Inside the dinner that led Anthony Volpe on path to Yankees
It was one dinner that put Anthony Volpe on the path to be the Yankees’ starting shortstop this season.
nypost.com
Jim Hendry, Yankees executive, took Anthony Volpe and his parents out for dinner a few weeks before the 2019 major league draft. Volpe was a passionate Yankees fan and, more importantly, a star high school shortstop out of New Jersey who was about to help Delbarton win its second state title in three years.
Hendry wanted his employers to take the teenager with their first-round pick, No. 30 overall, and yet a considerable hurdle needed to be cleared before that was even possible because Volpe had verbally committed to go to Vanderbilt. If ever a kid seemed a perfect match for the academic and athletic rigors of a prestigious Division I university, it was Anthony Michael Volpe, the son of a urologist and an anesthesiologist who put a high value on higher education.

DO THIS:
In the article about Anthony Volpe, rewrite the paragraph beginning "Hendry wanted his employers" as a short bulleted list that keeps its main facts.

SUPPLIED INFORMATION:
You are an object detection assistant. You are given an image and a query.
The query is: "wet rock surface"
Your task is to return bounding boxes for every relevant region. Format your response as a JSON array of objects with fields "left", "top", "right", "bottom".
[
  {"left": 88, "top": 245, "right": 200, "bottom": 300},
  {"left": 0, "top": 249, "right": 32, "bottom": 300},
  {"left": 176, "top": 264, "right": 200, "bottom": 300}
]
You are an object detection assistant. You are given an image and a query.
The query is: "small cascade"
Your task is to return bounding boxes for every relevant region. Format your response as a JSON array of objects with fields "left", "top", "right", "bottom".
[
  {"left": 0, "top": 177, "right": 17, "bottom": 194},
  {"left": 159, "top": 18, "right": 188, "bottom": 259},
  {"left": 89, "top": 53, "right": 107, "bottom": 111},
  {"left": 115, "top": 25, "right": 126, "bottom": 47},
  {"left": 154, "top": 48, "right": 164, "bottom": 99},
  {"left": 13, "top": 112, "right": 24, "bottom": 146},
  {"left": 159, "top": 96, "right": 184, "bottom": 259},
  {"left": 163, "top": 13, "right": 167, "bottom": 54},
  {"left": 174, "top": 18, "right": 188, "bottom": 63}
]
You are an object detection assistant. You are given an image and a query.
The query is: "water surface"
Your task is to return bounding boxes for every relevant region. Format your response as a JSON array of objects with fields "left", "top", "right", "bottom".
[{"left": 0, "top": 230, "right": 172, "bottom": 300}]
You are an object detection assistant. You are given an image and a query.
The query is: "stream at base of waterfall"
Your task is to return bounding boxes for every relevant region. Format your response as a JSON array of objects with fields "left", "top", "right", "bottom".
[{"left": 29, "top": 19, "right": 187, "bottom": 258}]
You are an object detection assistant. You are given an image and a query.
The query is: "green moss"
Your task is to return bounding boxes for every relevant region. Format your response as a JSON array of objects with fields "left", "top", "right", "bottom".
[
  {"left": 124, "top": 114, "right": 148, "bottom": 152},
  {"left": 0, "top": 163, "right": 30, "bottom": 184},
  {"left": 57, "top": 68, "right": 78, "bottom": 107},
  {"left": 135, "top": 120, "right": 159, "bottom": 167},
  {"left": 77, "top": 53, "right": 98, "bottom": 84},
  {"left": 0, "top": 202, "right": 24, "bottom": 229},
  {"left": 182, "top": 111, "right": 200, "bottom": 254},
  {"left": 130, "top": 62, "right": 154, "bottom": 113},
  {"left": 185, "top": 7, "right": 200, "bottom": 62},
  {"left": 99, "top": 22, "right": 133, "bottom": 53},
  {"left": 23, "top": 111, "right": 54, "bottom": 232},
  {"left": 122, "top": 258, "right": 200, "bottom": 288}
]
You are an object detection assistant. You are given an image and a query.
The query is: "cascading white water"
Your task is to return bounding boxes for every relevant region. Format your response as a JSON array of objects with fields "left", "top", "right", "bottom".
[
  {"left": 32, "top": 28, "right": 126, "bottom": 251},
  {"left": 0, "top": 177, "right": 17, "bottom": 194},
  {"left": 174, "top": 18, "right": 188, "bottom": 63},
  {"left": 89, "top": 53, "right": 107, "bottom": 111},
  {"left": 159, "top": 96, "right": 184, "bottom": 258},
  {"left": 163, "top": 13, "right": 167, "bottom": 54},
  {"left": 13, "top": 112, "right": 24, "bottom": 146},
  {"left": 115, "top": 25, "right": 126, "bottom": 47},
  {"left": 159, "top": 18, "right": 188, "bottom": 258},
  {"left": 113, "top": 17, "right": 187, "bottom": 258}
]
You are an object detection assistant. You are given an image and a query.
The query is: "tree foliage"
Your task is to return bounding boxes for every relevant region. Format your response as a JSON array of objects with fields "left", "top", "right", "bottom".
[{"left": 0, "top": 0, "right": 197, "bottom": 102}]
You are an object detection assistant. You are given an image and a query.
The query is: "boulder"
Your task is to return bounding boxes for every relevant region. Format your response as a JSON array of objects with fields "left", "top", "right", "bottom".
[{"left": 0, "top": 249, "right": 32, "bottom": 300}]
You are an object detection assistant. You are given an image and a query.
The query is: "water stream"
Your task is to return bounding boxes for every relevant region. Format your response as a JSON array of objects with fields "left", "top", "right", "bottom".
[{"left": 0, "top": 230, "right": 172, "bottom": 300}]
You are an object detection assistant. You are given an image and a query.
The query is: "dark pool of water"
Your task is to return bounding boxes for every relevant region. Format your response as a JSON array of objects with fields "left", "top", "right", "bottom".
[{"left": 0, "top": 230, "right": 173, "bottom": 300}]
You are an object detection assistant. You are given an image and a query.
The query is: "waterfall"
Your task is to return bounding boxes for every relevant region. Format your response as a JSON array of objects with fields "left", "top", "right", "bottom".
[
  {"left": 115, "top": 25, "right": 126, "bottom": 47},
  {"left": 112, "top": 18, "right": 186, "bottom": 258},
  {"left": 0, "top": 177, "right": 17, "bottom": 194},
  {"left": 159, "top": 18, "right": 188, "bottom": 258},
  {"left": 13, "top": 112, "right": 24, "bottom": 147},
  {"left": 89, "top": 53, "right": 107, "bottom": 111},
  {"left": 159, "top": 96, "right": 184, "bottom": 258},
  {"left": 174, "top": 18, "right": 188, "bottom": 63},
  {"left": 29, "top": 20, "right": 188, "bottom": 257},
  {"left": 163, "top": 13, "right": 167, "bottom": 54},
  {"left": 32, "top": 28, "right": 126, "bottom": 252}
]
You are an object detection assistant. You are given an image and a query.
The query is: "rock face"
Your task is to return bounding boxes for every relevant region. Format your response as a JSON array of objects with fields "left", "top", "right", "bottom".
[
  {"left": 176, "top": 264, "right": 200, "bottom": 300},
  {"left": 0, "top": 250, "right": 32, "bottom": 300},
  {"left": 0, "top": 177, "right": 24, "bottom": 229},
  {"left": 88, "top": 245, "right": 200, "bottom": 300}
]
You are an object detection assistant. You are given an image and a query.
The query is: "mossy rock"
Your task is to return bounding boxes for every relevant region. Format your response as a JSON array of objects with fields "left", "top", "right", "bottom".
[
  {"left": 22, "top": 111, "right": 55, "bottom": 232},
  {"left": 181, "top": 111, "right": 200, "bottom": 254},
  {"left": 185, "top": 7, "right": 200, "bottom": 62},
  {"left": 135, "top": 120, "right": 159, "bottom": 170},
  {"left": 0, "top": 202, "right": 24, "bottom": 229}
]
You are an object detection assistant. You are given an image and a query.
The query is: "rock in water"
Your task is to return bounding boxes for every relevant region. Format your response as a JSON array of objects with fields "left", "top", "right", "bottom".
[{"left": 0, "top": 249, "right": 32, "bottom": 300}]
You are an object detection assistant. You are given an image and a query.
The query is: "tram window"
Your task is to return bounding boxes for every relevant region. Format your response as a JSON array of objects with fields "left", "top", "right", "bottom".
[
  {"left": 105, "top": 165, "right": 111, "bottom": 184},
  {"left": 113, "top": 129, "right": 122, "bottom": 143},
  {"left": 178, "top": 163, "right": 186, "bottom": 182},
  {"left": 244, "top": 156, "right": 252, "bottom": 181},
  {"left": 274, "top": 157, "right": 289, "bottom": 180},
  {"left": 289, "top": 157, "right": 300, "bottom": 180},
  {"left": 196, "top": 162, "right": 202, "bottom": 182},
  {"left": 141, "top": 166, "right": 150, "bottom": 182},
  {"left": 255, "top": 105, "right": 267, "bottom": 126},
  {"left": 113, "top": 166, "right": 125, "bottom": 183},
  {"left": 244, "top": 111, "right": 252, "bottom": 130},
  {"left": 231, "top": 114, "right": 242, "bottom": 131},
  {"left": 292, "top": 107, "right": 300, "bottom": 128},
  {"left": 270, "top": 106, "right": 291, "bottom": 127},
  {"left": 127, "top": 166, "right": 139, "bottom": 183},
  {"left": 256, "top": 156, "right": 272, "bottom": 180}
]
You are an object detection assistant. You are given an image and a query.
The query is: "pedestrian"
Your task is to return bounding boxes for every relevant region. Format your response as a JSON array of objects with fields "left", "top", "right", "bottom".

THE ANSWER:
- Hendry wanted the Yankees to draft Volpe with their first-round pick, No. 30 overall.
- A major obstacle stood in the way: Volpe had verbally committed to Vanderbilt.
- Volpe seemed an ideal fit for the academic and athletic demands of a prestigious Division I university.
- His parents, a urologist and an anesthesiologist, placed a high value on higher education.